#### [Data records]
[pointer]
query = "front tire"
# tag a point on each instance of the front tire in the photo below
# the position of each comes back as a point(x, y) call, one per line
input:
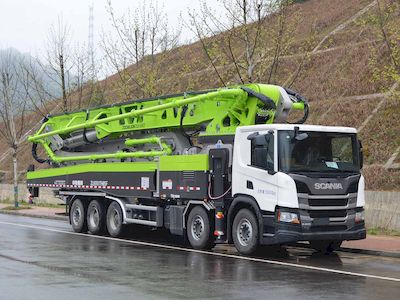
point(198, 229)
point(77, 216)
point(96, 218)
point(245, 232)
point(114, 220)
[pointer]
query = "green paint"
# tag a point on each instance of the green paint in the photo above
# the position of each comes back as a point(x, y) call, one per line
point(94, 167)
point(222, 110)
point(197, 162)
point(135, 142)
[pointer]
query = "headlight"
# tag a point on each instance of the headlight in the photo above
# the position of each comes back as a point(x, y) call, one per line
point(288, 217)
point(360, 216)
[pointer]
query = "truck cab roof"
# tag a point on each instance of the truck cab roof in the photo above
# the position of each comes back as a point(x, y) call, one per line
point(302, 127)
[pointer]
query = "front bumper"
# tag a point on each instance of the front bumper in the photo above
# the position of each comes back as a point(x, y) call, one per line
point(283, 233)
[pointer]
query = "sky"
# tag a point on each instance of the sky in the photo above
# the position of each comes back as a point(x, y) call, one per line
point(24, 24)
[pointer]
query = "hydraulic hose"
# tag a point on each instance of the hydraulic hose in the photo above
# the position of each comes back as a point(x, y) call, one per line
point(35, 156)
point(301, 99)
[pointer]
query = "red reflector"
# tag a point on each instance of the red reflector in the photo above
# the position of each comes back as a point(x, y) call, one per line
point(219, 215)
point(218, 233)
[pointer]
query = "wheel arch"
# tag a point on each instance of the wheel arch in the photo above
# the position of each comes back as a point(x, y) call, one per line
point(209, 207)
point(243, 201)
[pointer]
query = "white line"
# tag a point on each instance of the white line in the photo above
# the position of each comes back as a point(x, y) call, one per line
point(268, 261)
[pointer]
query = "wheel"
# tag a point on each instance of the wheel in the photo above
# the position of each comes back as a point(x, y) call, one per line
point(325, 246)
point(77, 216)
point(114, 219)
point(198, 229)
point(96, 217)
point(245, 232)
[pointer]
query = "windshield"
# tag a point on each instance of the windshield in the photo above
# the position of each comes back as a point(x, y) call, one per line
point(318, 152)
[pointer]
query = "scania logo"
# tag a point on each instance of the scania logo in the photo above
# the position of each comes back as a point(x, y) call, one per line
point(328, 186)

#### [Exercise requirements]
Everything in the entries above, apart from the images, should be printed exactly.

#### [Answer space]
[pointer]
query = "front tire"
# tag a point on each instance of the front tire in the photo below
# the position of each comes back as a point(x, y) call, one per line
input:
point(198, 229)
point(77, 216)
point(96, 218)
point(245, 232)
point(114, 220)
[pointer]
query = "green paint"
# tag a point on each instance of the green paint in the photo above
# the position of each comes back as a point(x, y) call, one per line
point(94, 167)
point(222, 110)
point(197, 162)
point(135, 142)
[pointer]
query = "headlight"
# tag a point on each instance of the headlight in the photo above
# the position of each comes back as a point(x, y) call, one per line
point(288, 217)
point(360, 216)
[pointer]
query = "truck cab roof"
# tag a point on each instance of the truck cab roof in the photo above
# the position of each comes back as a point(x, y) call, one per line
point(302, 127)
[pointer]
query = "front bumper"
# tag a point on each instance of the front bumper in the photo above
# the position of each comes back as a point(x, y) call, one per line
point(283, 233)
[pointer]
query = "sky"
# tag a point on each instance of the sky in the photo above
# the position of each comes back as a point(x, y) call, one per line
point(24, 24)
[pointer]
query = "hydraulic hose"
# tag a point on each instance of the hydraulic hose in the photo above
# the position of each comes back as a point(x, y) call, one per line
point(35, 156)
point(301, 99)
[pointer]
query = "red reflector"
# tag a point on each instance of the red reflector in the photo above
# the position of each comes back as a point(x, y) call, one per line
point(219, 215)
point(218, 233)
[pointer]
query = "wheel arch"
# tag a point on each instance of the wheel arch in the photo above
# the position of each comes back as a point(x, y) call, one per line
point(209, 207)
point(243, 201)
[pointer]
query = "white line"
# tag a point on each instance of the white line in the photo above
# the position of each comes back as a point(x, y) call, one per line
point(268, 261)
[pointer]
query = "wheel"
# tag a point on each instance of the wheel in the photo above
# the position of each comes back as a point(x, y) call, one per line
point(325, 246)
point(77, 216)
point(114, 219)
point(198, 229)
point(96, 217)
point(245, 232)
[pointer]
query = "windshield"
# tag a point on each instance of the windshield in the photo above
# the position of each comes back as a point(x, y) call, one per line
point(318, 152)
[pointer]
query = "scania logo"
# tag a point on each instance of the scania logo in the photo above
# the position of each comes back as a point(x, y) call, one per line
point(328, 186)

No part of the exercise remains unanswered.